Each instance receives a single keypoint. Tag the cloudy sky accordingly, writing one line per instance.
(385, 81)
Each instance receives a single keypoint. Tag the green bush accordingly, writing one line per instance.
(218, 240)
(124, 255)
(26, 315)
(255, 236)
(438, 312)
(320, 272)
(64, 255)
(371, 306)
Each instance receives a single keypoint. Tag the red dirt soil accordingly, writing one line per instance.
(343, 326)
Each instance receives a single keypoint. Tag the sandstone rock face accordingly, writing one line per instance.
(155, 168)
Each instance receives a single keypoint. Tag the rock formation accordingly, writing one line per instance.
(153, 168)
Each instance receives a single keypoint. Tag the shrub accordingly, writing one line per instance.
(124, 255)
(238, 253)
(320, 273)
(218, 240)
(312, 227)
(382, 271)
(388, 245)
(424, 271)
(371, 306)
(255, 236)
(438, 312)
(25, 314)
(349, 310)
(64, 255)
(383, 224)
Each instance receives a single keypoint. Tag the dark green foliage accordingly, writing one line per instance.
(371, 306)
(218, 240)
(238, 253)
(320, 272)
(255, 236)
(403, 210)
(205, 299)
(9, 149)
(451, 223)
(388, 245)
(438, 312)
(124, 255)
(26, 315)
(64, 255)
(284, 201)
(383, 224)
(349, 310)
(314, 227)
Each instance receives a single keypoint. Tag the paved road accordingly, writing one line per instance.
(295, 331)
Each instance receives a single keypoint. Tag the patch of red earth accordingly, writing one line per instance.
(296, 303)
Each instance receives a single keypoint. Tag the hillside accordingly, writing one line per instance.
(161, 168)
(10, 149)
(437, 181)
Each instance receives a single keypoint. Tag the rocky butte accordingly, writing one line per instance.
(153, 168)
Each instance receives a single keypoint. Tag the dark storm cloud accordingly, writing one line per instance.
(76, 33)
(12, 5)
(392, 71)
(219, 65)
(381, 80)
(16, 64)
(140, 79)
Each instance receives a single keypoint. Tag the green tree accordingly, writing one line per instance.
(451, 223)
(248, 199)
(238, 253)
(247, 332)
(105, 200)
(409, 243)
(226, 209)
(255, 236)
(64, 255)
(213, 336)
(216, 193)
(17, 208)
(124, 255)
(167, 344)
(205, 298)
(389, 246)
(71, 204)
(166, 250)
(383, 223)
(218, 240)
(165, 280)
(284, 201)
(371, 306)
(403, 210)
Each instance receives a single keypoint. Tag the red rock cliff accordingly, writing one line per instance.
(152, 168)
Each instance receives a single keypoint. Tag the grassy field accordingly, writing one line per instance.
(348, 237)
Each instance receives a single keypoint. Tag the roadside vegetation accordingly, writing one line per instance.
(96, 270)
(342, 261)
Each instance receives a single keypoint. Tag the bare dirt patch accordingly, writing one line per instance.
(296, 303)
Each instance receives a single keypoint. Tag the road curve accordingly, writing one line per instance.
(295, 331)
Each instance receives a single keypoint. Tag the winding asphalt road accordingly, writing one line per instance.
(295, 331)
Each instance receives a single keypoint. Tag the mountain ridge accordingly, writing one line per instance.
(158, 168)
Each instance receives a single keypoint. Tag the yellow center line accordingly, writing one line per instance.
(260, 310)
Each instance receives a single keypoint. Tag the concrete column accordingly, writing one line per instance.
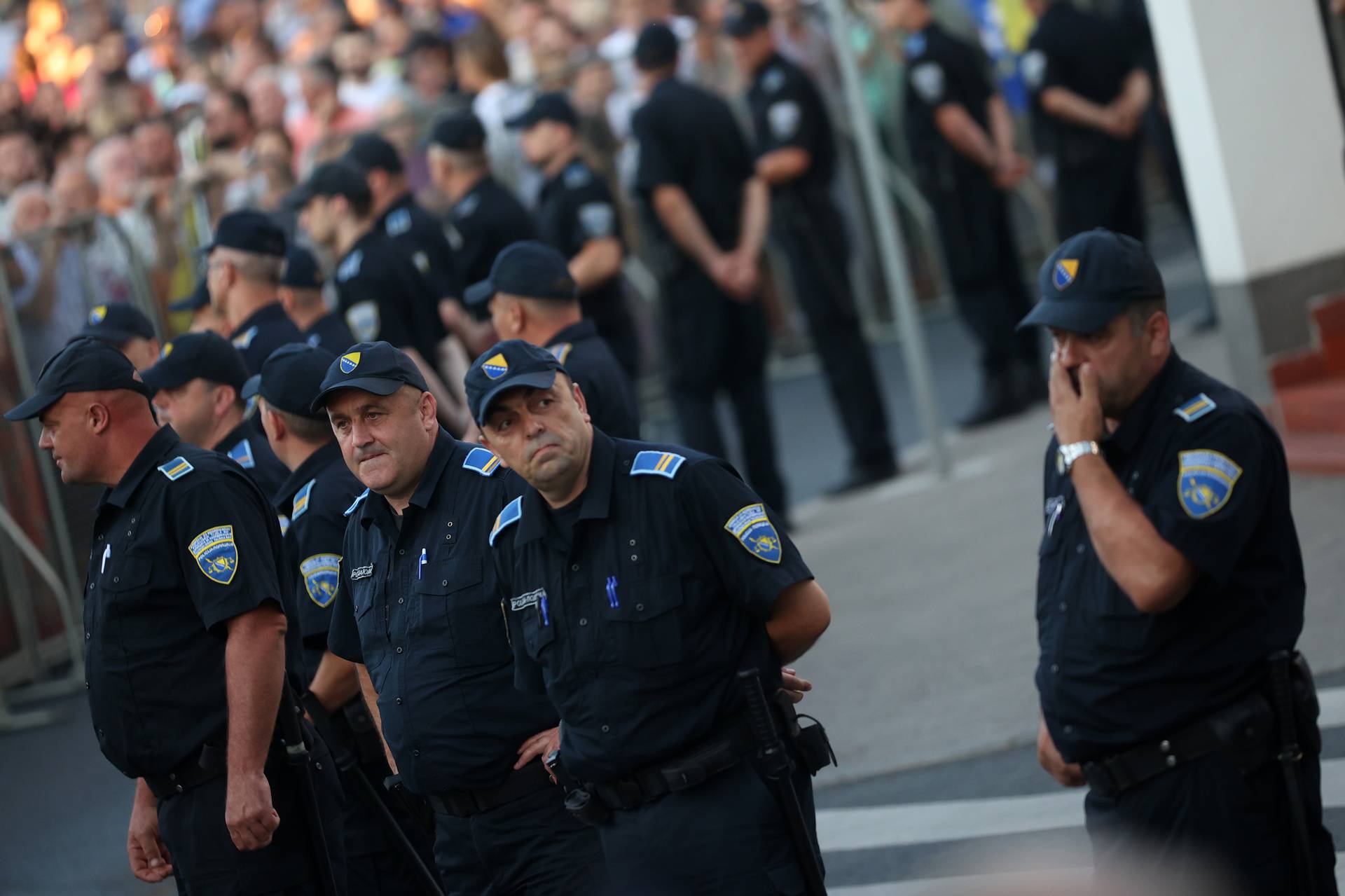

#### [Brief]
Pictures are to be left out; the rest of the listing should be printed exactly.

#### [Solved problem]
Each instance receives a single keypoint. Tag the cloudy sky accordingly, writing one line per instance.
(385, 81)
Each instance receives a single keypoint. Tag the green bush accordingly, writing one line per instance.
(218, 240)
(124, 255)
(26, 315)
(255, 236)
(438, 312)
(320, 272)
(64, 255)
(371, 306)
Each instance receives a single keypoint. Tag the red dirt soil accordingly, writing one line per instance.
(343, 326)
Each instance receives a single keypoint. Tag the sandstone rock face accordingly, writing one line per instance.
(155, 168)
Each instance receives a single keypoint. Tag the rock formation accordingly, writing one line per instance.
(153, 168)
Each instance receives a single keypoint. Tag the shrub accordingly, writing one line per instance.
(124, 255)
(238, 253)
(320, 273)
(218, 240)
(312, 227)
(382, 271)
(388, 245)
(424, 271)
(371, 306)
(255, 236)
(438, 312)
(25, 314)
(349, 310)
(64, 255)
(383, 224)
Each instance receives a single keypoint. Tag the dark green foliage accordingly, writing one line per instance.
(371, 306)
(218, 240)
(238, 253)
(320, 272)
(255, 236)
(403, 210)
(205, 299)
(9, 149)
(451, 223)
(388, 245)
(438, 312)
(124, 255)
(26, 315)
(64, 255)
(284, 201)
(383, 224)
(349, 310)
(314, 227)
Each instance receives a single keypoint. Tag the paved road accordingly, writing one line per instance.
(295, 331)
Each instance receives a single keypoint. Tag the patch of red earth accordingly, writing one line per instance.
(296, 303)
Each instance receives a single keypoint. Tag the hillside accordingly, writing one line per instance.
(161, 168)
(10, 149)
(437, 181)
Each instance receives a single keypoint. Tag the rocky butte accordingly, writing one line per instance.
(153, 168)
Each instance receives a single keypoint. Tag the dark storm cloud accordingly, writing one line per instance.
(76, 33)
(12, 5)
(392, 71)
(219, 65)
(381, 80)
(16, 64)
(140, 79)
Each instance receives a single keypoint. Tag the green tree accordingly, writing one line per instance.
(451, 223)
(248, 199)
(238, 253)
(247, 332)
(105, 200)
(409, 243)
(226, 209)
(255, 236)
(64, 255)
(213, 336)
(216, 193)
(17, 208)
(124, 255)
(167, 344)
(205, 298)
(389, 246)
(71, 204)
(166, 250)
(383, 223)
(218, 240)
(165, 280)
(284, 201)
(371, 306)
(403, 210)
Each instance receives a single keypoint. Tag the red rock cliff accordingly, writing one line per instance.
(152, 168)
Each instance receives a single keypoint. Tag the grassy field accordingly, writing one line per instance.
(348, 237)
Each instance receives a single keypoint. Tag the roadside vegetation accordingly, writing one line per instance.
(96, 270)
(342, 261)
Each instance receives a single keypoint. Tag the bare dirt patch accordingly, writing one line per instance.
(296, 303)
Each instance receives a single keypoint. Tag the road curve accordingly, writing one line per instance.
(295, 331)
Each instance receives a single keypoint. Tag the winding asphalt road accordingly, writing one line per instance.
(295, 331)
Each instance receives a single keypoint. Tag the mountain ridge accordingly, writing one line per instance.
(158, 168)
Each instance receives a single keypoint. Tag the yellow center line accordingly, writing one line per instance.
(260, 310)
Each instance receives a single keypoint. Tag the concrete column accordingly, writing one line per instance.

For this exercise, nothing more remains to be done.